*Goal*
Locate each line of the records below that contains the string "instance" and copy those lines out. Case counts.

*Materials provided*
• • • •

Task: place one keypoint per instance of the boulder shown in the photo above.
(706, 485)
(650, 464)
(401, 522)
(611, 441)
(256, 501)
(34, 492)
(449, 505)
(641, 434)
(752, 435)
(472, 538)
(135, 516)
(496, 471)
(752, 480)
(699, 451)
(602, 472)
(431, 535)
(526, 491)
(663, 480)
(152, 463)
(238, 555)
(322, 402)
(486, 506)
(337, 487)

• • • •

*Result of this exercise*
Task: place one keypoint per instance of the boulder shown in the photo above.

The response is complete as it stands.